> [SET PROBLEM]:
Copy the full news excerpt on Conseco's second-quarter results word for word.

> [READING TEXT]:
———
Absent that special charge, the Carmel-based insurer would have swung to a profit compared with a loss in the same quarter a year earlier.
For the three months ended June 30, Conseco lost $487 million, or $2.64 cents a share. In the same quarter last year, the company lost $60 million, or 35 cents a share.
Revenue for the second quarter fell 14 percent, to $1 billion, down from $1.17 billion a year ago.
Conseco announced yesterday that it will transfer ownership of 142,000 long-term care policies to a newly created independent trust. The $500 million charge came because Conseco transferred deferred tax assets and losses on investments to the new entity.
Conseco’s decision to unload most of its old long-term care policies comes just as the business returned to profitability – for the first time in two years.
Conseco’s “closed” business – which are older policies that it administers but no longer sells – had lost money for seven straight quarters for a combined loss of $218 million. But that block of business, which is made up primarily of long-term care policies, posted a $12 million profit in Conseco’s most recent quarter.
Without the charges, Conseco would have earned $33.4 million in the second quarter, or 18 cents a share. Wall Street analysts forecast earnings of 22 cents a share, according to a survey by Thomson Financial.
In the same quarter a year ago, Conseco lost $49.7 million, or 29 cents a share.
“Conseco’s financial performance continued to stabilize in the second quarter,” CEO said Jim Prieur in a statement, “as the company reported profits in all four business segments.”
Conseco shares fell 27 cents today to trade at $8.85.
———
> [DATA PROVIDED]:
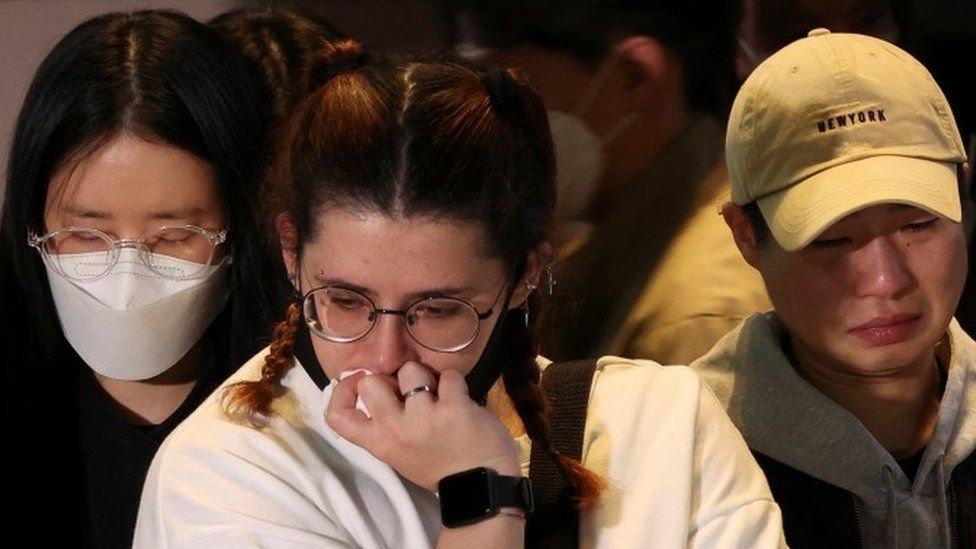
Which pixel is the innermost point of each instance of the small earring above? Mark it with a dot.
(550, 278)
———
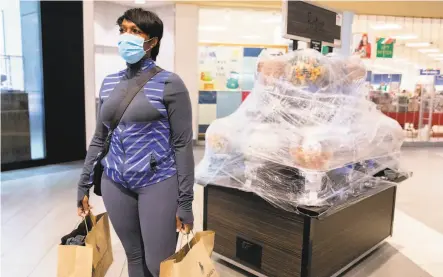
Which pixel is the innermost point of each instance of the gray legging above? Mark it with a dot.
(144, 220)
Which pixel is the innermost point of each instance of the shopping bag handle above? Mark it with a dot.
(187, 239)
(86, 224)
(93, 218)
———
> [PROBLEM SOLUTION]:
Absent that special charge, the Carmel-based insurer would have swung to a profit compared with a loss in the same quarter a year earlier.
For the three months ended June 30, Conseco lost $487 million, or $2.64 cents a share. In the same quarter last year, the company lost $60 million, or 35 cents a share.
Revenue for the second quarter fell 14 percent, to $1 billion, down from $1.17 billion a year ago.
Conseco announced yesterday that it will transfer ownership of 142,000 long-term care policies to a newly created independent trust. The $500 million charge came because Conseco transferred deferred tax assets and losses on investments to the new entity.
Conseco’s decision to unload most of its old long-term care policies comes just as the business returned to profitability – for the first time in two years.
Conseco’s “closed” business – which are older policies that it administers but no longer sells – had lost money for seven straight quarters for a combined loss of $218 million. But that block of business, which is made up primarily of long-term care policies, posted a $12 million profit in Conseco’s most recent quarter.
Without the charges, Conseco would have earned $33.4 million in the second quarter, or 18 cents a share. Wall Street analysts forecast earnings of 22 cents a share, according to a survey by Thomson Financial.
In the same quarter a year ago, Conseco lost $49.7 million, or 29 cents a share.
“Conseco’s financial performance continued to stabilize in the second quarter,” CEO said Jim Prieur in a statement, “as the company reported profits in all four business segments.”
Conseco shares fell 27 cents today to trade at $8.85.